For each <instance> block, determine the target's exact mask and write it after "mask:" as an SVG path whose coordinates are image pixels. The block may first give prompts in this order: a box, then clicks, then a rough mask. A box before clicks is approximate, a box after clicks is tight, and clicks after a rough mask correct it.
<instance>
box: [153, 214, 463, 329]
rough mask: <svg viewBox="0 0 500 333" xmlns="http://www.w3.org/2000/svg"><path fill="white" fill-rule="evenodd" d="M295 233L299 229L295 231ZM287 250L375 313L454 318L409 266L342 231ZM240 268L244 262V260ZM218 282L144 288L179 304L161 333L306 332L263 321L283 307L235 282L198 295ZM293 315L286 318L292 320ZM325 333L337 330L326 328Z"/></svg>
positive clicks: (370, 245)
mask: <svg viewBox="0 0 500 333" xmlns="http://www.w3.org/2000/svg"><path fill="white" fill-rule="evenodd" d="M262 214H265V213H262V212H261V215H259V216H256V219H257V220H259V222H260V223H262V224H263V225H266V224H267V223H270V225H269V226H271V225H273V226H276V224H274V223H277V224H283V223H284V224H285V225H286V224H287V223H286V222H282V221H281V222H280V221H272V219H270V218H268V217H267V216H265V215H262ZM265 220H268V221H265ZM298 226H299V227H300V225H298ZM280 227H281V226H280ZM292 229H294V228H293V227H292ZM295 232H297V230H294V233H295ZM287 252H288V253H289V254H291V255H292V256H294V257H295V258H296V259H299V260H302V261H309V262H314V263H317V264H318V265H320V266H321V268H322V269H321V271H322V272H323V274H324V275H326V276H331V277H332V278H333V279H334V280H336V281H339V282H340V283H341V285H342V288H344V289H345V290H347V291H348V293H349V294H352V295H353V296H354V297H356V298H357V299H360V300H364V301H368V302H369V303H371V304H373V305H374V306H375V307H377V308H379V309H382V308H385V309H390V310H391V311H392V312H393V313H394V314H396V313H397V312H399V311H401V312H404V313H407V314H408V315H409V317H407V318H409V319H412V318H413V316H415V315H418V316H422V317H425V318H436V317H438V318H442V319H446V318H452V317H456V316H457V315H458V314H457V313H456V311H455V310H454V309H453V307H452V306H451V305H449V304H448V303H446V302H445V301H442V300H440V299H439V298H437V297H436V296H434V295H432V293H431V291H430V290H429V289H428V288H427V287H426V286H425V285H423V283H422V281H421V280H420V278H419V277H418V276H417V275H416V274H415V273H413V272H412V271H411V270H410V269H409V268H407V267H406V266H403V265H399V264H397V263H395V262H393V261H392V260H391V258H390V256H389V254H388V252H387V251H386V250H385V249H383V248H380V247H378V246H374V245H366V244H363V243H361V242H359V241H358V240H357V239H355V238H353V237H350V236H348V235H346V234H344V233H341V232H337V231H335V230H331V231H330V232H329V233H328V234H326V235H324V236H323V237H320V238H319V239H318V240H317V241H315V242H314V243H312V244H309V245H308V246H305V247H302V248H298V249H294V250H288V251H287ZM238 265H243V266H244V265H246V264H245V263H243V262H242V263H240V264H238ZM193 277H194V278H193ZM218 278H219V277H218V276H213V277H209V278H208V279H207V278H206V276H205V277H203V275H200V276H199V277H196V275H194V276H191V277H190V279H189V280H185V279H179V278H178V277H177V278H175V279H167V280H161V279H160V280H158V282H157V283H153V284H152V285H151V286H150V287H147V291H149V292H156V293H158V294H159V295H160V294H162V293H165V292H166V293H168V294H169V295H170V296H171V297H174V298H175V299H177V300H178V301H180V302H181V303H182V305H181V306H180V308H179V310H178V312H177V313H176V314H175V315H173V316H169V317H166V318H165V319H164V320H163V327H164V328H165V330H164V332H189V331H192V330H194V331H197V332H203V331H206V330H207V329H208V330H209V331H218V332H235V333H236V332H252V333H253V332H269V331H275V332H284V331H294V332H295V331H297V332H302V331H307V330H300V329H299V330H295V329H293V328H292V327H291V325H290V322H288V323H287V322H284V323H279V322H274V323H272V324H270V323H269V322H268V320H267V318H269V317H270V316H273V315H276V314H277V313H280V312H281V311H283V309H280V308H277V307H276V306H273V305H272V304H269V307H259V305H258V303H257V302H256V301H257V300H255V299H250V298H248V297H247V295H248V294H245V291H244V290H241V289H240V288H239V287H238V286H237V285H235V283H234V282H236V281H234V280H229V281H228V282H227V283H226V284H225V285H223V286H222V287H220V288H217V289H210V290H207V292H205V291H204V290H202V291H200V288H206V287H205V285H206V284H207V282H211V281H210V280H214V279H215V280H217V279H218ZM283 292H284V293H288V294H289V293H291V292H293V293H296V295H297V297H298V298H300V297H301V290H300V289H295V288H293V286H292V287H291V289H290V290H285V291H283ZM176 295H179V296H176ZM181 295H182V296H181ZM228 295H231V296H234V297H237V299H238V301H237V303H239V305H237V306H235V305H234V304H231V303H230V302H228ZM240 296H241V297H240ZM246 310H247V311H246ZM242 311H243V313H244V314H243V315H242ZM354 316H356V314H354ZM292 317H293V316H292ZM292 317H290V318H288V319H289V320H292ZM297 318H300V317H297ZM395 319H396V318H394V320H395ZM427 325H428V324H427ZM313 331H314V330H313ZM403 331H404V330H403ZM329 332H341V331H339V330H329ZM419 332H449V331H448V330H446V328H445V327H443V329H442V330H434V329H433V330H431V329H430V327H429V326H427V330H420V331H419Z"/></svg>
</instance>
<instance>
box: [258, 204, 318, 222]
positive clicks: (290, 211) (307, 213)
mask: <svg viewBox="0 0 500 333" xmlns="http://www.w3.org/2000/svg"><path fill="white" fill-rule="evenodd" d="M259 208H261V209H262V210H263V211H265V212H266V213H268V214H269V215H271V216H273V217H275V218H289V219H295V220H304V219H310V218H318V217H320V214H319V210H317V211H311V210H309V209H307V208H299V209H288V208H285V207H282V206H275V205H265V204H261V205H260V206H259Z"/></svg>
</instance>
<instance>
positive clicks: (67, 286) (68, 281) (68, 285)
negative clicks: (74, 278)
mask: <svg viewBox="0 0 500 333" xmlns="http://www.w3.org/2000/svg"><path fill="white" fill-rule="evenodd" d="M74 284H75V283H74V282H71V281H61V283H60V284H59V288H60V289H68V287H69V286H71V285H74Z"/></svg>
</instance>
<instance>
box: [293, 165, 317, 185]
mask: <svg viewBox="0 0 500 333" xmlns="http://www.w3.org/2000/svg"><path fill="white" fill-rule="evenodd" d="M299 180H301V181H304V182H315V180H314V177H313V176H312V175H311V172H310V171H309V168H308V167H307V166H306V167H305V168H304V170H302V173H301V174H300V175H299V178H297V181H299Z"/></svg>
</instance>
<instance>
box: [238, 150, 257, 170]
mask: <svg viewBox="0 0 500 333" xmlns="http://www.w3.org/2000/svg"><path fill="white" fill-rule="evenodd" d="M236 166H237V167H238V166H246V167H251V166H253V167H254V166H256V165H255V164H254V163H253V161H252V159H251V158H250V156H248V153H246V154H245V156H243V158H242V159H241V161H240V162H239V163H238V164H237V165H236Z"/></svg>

-----

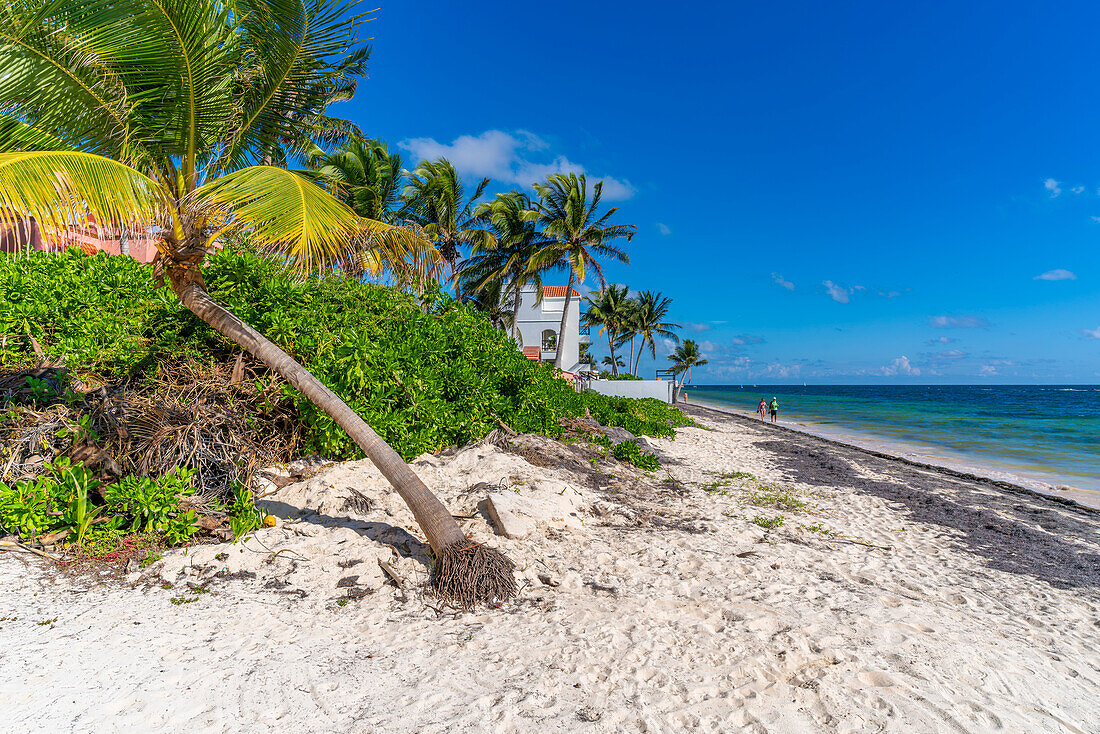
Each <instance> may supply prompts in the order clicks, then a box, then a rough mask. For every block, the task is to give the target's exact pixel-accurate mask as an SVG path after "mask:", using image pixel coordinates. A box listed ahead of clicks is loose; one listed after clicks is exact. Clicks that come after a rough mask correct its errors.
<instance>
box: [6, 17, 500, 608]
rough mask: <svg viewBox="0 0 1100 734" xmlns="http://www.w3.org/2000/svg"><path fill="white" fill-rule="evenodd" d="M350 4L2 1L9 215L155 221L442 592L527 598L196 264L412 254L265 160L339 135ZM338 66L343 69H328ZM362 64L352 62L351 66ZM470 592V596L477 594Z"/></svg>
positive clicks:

-----

WHAT IS REQUIRED ▸
Write out the material word for word, starting at the line that contains "For each <instance>" and ending at the line that contains "box: [153, 214, 463, 329]", including both of those lines.

EXERCISE SOLUTION ▸
For each <instance> block, determine the target's exact mask and write it after "mask:" as an SVG path whose coordinates are image pixels. The block may first give prompts in this order: a box, then clicks, then a rough mask. A box before clicks is approximate, a box after clicks is tight, and clicks after a rough mask correct it.
<instance>
box: [153, 214, 463, 329]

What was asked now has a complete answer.